# [What you will do]
Rewrite the lines of the records below as a Markdown table with the columns Row and Line, starting at the line that contains "Target: pink running shoe" and ending at the line that contains "270 422 L 273". Leave out blank lines.

◆ ◆ ◆ ◆

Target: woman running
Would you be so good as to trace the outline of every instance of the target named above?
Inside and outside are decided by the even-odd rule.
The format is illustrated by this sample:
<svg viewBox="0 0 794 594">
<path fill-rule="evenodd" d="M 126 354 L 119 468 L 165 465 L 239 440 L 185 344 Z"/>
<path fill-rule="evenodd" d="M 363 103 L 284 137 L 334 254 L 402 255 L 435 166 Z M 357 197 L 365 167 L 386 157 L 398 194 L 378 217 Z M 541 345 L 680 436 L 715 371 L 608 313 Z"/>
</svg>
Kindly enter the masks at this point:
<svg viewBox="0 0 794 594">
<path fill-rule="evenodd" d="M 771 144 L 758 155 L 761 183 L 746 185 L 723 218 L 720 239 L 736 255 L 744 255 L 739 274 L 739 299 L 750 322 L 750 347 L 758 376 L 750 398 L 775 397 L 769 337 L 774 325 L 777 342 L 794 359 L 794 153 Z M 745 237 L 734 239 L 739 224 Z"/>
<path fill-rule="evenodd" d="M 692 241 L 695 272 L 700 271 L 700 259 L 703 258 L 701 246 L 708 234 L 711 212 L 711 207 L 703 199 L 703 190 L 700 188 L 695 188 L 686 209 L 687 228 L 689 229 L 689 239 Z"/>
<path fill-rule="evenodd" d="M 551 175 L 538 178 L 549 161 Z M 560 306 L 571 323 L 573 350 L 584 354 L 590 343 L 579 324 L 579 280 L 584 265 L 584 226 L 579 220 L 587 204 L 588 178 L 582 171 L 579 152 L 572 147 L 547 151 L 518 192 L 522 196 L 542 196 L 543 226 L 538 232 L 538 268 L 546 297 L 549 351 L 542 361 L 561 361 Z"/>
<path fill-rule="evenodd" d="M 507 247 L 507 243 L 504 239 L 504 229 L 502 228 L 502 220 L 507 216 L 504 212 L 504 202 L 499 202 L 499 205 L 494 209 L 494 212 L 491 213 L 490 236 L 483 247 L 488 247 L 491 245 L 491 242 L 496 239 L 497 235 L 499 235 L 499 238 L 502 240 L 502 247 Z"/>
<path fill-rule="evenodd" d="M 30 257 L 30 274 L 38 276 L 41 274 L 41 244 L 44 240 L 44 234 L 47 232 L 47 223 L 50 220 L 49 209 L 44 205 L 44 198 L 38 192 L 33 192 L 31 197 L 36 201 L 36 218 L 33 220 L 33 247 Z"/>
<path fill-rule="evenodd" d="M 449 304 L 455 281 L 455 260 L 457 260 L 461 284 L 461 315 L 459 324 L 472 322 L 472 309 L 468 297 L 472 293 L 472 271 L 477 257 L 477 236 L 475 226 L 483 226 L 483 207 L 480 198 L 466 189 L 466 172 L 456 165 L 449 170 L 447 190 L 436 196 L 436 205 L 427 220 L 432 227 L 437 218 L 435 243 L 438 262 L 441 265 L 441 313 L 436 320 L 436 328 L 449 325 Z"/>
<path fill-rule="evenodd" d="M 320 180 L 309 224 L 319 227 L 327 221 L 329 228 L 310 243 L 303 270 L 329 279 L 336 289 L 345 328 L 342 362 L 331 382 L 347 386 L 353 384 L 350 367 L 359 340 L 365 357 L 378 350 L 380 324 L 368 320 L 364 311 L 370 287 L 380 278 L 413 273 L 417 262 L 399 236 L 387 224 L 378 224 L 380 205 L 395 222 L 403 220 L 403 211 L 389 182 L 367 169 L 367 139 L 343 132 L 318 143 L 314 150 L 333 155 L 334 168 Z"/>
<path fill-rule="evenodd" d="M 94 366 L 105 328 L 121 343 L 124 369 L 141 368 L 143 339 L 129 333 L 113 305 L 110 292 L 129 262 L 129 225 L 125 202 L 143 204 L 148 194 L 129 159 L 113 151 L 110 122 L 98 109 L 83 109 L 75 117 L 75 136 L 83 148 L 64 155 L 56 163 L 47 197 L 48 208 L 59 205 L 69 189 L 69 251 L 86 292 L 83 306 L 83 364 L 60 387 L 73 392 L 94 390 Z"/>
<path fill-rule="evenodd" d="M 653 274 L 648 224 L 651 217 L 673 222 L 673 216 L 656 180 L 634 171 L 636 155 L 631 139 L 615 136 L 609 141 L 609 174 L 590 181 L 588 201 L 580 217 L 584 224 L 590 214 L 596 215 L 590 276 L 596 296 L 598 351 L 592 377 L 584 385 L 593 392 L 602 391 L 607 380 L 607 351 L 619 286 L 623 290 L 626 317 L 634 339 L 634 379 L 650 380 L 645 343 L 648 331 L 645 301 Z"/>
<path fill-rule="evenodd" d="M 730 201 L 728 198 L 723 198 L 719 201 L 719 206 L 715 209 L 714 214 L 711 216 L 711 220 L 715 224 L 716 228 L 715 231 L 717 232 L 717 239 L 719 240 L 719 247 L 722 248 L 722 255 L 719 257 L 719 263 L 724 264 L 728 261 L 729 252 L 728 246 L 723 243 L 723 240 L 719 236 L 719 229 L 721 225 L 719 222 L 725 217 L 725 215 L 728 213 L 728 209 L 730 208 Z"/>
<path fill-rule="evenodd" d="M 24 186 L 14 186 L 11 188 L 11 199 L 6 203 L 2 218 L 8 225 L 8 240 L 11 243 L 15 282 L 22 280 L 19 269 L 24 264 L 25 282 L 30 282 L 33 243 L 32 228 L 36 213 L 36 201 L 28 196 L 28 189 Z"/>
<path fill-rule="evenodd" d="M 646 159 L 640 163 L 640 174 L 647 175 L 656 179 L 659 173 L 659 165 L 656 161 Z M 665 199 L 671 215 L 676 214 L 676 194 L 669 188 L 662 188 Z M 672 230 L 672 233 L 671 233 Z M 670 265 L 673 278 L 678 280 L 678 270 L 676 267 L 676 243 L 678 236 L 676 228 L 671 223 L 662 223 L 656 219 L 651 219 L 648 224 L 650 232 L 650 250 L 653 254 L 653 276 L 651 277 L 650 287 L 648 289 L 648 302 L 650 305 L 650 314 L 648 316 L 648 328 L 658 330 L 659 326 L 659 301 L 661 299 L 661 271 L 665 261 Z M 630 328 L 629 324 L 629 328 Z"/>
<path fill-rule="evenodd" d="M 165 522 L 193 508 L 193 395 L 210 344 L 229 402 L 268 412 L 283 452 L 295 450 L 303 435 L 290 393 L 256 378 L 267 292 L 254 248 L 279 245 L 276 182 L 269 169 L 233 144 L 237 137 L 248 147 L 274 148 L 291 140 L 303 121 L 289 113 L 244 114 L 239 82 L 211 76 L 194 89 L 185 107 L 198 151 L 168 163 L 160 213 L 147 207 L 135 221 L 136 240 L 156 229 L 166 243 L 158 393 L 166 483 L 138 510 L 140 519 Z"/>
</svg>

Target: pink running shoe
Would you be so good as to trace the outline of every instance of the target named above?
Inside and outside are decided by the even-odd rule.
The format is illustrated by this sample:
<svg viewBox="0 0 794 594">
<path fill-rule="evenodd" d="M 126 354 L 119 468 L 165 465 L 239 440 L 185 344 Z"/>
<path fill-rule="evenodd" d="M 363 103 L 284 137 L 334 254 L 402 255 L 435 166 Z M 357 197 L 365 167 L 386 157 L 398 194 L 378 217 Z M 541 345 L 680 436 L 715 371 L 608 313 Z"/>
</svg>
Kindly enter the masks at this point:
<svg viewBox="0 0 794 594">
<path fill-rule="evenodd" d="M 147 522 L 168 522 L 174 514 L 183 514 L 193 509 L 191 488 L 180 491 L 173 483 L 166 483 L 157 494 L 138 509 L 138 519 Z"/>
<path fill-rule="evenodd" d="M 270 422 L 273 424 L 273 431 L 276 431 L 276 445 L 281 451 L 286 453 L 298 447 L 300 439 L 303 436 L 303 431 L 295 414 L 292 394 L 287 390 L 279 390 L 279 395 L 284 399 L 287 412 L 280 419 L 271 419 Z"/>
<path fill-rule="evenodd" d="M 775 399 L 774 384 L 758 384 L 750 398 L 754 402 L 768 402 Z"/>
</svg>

◆ ◆ ◆ ◆

# [Correct output]
| Row | Line |
|---|---|
| 1 | Target: pink running shoe |
| 2 | Would you be so good as to trace the outline of every instance of the target named above? |
| 3 | Inside and outside are decided by the even-odd rule. |
| 4 | The format is illustrated by this sample: |
| 5 | <svg viewBox="0 0 794 594"> |
| 6 | <path fill-rule="evenodd" d="M 126 354 L 119 468 L 165 465 L 239 440 L 185 344 Z"/> |
| 7 | <path fill-rule="evenodd" d="M 363 103 L 284 137 L 334 254 L 402 255 L 435 166 Z M 357 197 L 365 167 L 386 157 L 398 194 L 378 217 Z M 541 345 L 680 436 L 715 371 L 608 313 Z"/> |
| 8 | </svg> |
| 9 | Kindly enter the masks at this point: |
| 10 | <svg viewBox="0 0 794 594"> |
| 11 | <path fill-rule="evenodd" d="M 147 522 L 168 522 L 174 514 L 183 514 L 193 509 L 191 488 L 180 491 L 173 483 L 166 483 L 157 494 L 138 509 L 138 519 Z"/> |
| 12 | <path fill-rule="evenodd" d="M 270 422 L 273 424 L 273 431 L 276 431 L 276 445 L 281 451 L 286 453 L 298 447 L 300 439 L 303 436 L 303 431 L 295 414 L 292 394 L 287 390 L 279 390 L 279 395 L 284 399 L 287 412 L 280 419 L 271 419 Z"/> |